### Consigne 1
Transcrivez fidèlement l'extrait sur la préhistoire au Sénégal, en commençant aux mots « Le langage des » et en vous arrêtant après « de la préhistoire. ».

### Extrait

----

Le langage des tombes
L'homme naît de l'eau... Sur les rives du fleuve Sénégal ont été retrouvés de nombreux ossements humains, avec leur cortège d'outils en pierre taillée. Il y a 50 000 ans, des hommes vivaient déjà au Sénégal, comme le prouvent également les fouilles les plus récentes effectuées sur la presqu'île du Cap-Vert (Dakar). Des cercles de mégalithes en latérite, dressés vers le ciel, ont été découverts aux environs de Nioro-du-Rip, à une trentaine de kilomètres de Kaolack, la capitale du Sine-Saloum. On sait aujourd'hui qu'ils témoignent d'une civilisation adoratrice du soleil. Quant aux bijoux, outils et poteries de différentes périodes cueillis dans les monuments funéraires pyramidaux (tumuli), ils prouvent l'ancienneté, mais aussi la continuité de la présence humaine au Sénégal, du paléolithique jusqu'à la fin de la préhistoire.

----

### Consigne 2
Réécrivez les lignes du listing, depuis celle qui contient « For every instance of the arched doorway, put » jusqu'à la fin du listing, en changeant « keypoint » en « marker » et en laissant tout le reste intact.

----

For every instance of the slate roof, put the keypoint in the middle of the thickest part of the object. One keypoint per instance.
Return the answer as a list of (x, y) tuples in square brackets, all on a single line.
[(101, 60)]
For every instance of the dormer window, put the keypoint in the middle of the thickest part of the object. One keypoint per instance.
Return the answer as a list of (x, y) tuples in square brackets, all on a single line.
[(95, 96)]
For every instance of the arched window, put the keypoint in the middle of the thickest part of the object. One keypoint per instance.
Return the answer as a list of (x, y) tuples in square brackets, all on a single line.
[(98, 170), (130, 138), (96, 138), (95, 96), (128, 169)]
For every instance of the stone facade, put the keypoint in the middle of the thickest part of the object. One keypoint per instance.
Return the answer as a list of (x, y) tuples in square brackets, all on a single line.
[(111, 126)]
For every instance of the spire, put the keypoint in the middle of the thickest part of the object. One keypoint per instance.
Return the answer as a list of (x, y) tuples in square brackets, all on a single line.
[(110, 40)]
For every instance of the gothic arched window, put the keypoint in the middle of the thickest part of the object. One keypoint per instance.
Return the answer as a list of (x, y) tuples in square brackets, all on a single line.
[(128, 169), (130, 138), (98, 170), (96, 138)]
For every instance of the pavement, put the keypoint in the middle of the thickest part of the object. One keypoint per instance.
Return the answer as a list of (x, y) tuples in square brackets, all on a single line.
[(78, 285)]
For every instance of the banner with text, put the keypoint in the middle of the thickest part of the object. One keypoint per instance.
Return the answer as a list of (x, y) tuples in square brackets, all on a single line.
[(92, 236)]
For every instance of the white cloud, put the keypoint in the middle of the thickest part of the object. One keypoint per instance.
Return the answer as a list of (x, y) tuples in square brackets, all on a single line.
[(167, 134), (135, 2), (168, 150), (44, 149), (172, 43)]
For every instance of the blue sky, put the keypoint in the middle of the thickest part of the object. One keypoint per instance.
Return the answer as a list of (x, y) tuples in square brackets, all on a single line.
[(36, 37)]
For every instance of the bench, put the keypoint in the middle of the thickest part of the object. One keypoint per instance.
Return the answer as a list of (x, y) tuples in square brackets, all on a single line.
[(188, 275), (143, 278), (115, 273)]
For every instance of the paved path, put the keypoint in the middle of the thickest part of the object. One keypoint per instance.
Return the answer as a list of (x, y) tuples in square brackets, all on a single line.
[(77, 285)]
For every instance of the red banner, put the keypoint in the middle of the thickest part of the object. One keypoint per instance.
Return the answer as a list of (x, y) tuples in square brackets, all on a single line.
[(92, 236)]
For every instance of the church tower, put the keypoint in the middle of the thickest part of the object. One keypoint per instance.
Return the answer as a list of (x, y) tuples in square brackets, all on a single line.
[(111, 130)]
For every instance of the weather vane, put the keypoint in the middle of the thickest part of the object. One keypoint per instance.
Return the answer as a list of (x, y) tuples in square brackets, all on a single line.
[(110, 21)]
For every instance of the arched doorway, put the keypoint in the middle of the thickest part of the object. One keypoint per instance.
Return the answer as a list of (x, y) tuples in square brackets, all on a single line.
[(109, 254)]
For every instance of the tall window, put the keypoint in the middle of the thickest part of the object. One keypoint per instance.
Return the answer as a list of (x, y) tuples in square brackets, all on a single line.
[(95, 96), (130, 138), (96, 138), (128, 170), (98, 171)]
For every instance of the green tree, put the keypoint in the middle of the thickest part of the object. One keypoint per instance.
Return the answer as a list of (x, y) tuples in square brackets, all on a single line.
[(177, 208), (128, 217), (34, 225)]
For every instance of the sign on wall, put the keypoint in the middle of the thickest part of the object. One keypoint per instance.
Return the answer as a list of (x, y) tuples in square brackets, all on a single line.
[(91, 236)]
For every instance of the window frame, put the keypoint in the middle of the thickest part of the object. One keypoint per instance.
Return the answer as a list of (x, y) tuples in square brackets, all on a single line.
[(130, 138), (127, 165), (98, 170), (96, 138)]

----

### Résultat de l'exercice 1
Le langage des tombes
L'homme naît de l'eau... Sur les rives du fleuve Sénégal ont été retrouvés de nombreux ossements humains, avec leur cortège d'outils en pierre taillée. Il y a 50 000 ans, des hommes vivaient déjà au Sénégal, comme le prouvent également les fouilles les plus récentes effectuées sur la presqu'île du Cap-Vert (Dakar). Des cercles de mégalithes en latérite, dressés vers le ciel, ont été découverts aux environs de Nioro-du-Rip, à une trentaine de kilomètres de Kaolack, la capitale du Sine-Saloum. On sait aujourd'hui qu'ils témoignent d'une civilisation adoratrice du soleil. Quant aux bijoux, outils et poteries de différentes périodes cueillis dans les monuments funéraires pyramidaux (tumuli), ils prouvent l'ancienneté, mais aussi la continuité de la présence humaine au Sénégal, du paléolithique jusqu'à la fin de la préhistoire.

### Résultat de l'exercice 2
For every instance of the arched doorway, put the marker in the middle of the thickest part of the object. One marker per instance.
Return the answer as a list of (x, y) tuples in square brackets, all on a single line.
[(109, 254)]
For every instance of the tall window, put the marker in the middle of the thickest part of the object. One marker per instance.
Return the answer as a list of (x, y) tuples in square brackets, all on a single line.
[(95, 96), (130, 138), (96, 138), (128, 170), (98, 171)]
For every instance of the green tree, put the marker in the middle of the thickest part of the object. One marker per instance.
Return the answer as a list of (x, y) tuples in square brackets, all on a single line.
[(177, 208), (128, 217), (34, 225)]
For every instance of the sign on wall, put the marker in the middle of the thickest part of the object. One marker per instance.
Return the answer as a list of (x, y) tuples in square brackets, all on a single line.
[(91, 236)]
For every instance of the window frame, put the marker in the middle of the thickest part of the object. One marker per instance.
Return the answer as a list of (x, y) tuples in square brackets, all on a single line.
[(130, 138), (127, 165), (98, 170), (96, 138)]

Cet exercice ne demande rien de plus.